WHAT IS BEING ASKED:
Lift every line from the entries that includes the word "blurred".

★ ★ ★

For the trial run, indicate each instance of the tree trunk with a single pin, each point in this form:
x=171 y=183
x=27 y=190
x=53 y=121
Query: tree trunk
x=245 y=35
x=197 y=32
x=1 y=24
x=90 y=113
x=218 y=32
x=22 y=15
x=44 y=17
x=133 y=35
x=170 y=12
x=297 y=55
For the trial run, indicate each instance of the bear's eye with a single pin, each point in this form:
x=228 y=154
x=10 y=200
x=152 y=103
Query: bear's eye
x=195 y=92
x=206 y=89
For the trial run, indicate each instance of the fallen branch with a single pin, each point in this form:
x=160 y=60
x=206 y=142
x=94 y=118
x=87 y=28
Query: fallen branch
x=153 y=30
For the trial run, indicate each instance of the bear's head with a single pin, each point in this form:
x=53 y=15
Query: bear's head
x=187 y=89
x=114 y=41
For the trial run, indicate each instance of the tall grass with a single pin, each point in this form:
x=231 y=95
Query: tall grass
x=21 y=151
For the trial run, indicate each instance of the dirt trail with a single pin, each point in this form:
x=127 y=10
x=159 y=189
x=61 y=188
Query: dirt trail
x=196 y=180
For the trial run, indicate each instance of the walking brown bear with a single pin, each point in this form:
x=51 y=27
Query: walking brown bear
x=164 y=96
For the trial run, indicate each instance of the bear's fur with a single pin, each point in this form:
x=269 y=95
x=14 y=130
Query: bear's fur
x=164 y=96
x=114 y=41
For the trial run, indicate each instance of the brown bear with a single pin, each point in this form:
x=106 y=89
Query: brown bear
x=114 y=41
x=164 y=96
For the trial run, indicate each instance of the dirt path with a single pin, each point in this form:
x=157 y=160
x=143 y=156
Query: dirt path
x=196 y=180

★ ★ ★

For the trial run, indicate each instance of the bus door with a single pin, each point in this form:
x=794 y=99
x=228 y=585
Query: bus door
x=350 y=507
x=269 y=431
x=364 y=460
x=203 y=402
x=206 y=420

★ ★ ★

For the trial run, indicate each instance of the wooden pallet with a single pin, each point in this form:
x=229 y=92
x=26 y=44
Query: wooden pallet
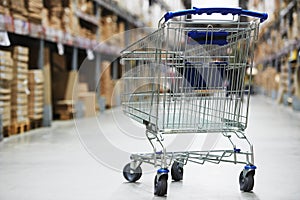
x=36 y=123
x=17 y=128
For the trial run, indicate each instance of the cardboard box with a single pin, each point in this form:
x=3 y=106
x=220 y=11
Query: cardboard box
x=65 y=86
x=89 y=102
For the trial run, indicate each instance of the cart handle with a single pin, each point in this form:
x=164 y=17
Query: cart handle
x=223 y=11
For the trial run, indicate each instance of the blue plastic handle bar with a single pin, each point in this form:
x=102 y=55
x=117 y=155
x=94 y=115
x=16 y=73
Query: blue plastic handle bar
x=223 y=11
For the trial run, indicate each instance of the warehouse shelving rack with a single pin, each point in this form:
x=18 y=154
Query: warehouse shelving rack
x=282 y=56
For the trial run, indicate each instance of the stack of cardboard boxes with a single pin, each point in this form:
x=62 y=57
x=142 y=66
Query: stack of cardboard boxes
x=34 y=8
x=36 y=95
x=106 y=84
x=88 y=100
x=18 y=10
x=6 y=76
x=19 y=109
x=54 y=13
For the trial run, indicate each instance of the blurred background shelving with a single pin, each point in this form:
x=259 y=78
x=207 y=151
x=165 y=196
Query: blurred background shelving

★ ★ ★

WRITTEN SOLUTION:
For the trial run, indicate each instance of the blurred background shelving with a single pin, each point in this form:
Query: blurred background shelving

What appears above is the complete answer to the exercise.